───── Records to use

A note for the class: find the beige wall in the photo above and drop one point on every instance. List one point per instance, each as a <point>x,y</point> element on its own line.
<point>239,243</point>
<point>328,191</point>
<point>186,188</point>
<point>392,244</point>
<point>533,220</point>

──────────

- Exercise goal
Copy each of the entries above word for word, keeping every line in its original order.

- Answer to this exercise
A note for the class: find the beige wall in the photo above and drop one point on every instance. List one point per instance, each as a <point>x,y</point> element on its own line.
<point>239,243</point>
<point>328,191</point>
<point>186,188</point>
<point>392,244</point>
<point>533,220</point>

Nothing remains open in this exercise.